▶ Your goal
Copy out the listing below line for line, changing nothing.

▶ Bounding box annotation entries
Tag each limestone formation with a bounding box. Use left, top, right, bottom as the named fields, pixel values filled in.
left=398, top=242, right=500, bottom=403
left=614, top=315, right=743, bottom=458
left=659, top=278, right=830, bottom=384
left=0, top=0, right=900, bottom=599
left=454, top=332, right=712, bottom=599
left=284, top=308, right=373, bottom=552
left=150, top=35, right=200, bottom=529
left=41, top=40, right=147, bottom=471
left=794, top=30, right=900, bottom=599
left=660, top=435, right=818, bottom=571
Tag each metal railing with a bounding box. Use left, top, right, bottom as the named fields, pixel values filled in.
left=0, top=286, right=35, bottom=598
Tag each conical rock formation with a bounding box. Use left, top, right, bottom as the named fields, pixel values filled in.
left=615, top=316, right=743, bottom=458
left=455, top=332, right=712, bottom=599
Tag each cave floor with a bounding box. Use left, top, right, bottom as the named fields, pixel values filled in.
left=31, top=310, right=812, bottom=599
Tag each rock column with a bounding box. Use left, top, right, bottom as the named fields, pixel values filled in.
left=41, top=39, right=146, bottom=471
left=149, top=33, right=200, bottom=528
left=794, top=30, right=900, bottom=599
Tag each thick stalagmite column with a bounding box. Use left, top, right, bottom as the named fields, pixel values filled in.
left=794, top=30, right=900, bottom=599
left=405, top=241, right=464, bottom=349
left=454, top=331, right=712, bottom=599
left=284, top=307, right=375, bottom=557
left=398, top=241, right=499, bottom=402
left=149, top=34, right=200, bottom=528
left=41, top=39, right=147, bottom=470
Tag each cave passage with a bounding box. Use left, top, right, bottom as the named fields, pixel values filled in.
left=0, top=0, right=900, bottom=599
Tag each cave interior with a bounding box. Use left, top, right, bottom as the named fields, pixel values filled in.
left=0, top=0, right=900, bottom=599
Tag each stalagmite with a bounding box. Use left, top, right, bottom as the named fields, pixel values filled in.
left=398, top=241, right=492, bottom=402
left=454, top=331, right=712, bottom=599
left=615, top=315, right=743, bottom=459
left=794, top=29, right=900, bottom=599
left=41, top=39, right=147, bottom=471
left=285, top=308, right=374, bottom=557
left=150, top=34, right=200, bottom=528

▶ Written solution
Tag each limestone formation with a bounding box. Use left, top, right, bottom as the named fields, pixel values filled in.
left=398, top=242, right=500, bottom=403
left=614, top=315, right=743, bottom=458
left=659, top=278, right=830, bottom=384
left=0, top=0, right=900, bottom=599
left=454, top=332, right=712, bottom=599
left=284, top=308, right=373, bottom=552
left=150, top=35, right=200, bottom=529
left=41, top=40, right=147, bottom=471
left=794, top=30, right=900, bottom=599
left=660, top=435, right=818, bottom=571
Tag each metal railing with a bounding box. Use left, top, right, bottom as the named fields, pixel values filled in.
left=0, top=286, right=35, bottom=598
Tag each conical rock formation with a bounding box. Use left, top, right, bottom as the named fields, pixel values filled in.
left=615, top=316, right=743, bottom=458
left=455, top=332, right=712, bottom=599
Tag each cave floor with a bounding box. Use left, top, right, bottom as the named fields, pixel values filled in.
left=31, top=310, right=812, bottom=599
Tag each rock column with a bounding box. Use left, top, right, bottom as the named fields, pixel values filled in.
left=41, top=39, right=146, bottom=471
left=149, top=33, right=200, bottom=528
left=794, top=30, right=900, bottom=599
Tag each thick stalagmite column with a bounding box. Use left, top, right, bottom as the named fields, pixel values filled in.
left=794, top=30, right=900, bottom=599
left=405, top=241, right=464, bottom=349
left=454, top=331, right=712, bottom=599
left=284, top=307, right=375, bottom=557
left=398, top=241, right=499, bottom=402
left=149, top=34, right=200, bottom=528
left=41, top=39, right=147, bottom=470
Tag each cave passage with a bounding box. Use left, top, right, bottom as the named fields, pixel values filled in.
left=0, top=0, right=900, bottom=599
Tag each cave interior with a bounding box. Use left, top, right, bottom as the named fields, pixel values filled in.
left=0, top=0, right=900, bottom=599
Tag each stalagmite with a bounding box. Use left, top, right, bottom as the named fields, pixel values filled in.
left=398, top=241, right=492, bottom=402
left=454, top=331, right=712, bottom=599
left=615, top=315, right=743, bottom=459
left=794, top=29, right=900, bottom=599
left=41, top=39, right=147, bottom=471
left=285, top=308, right=374, bottom=557
left=150, top=34, right=200, bottom=528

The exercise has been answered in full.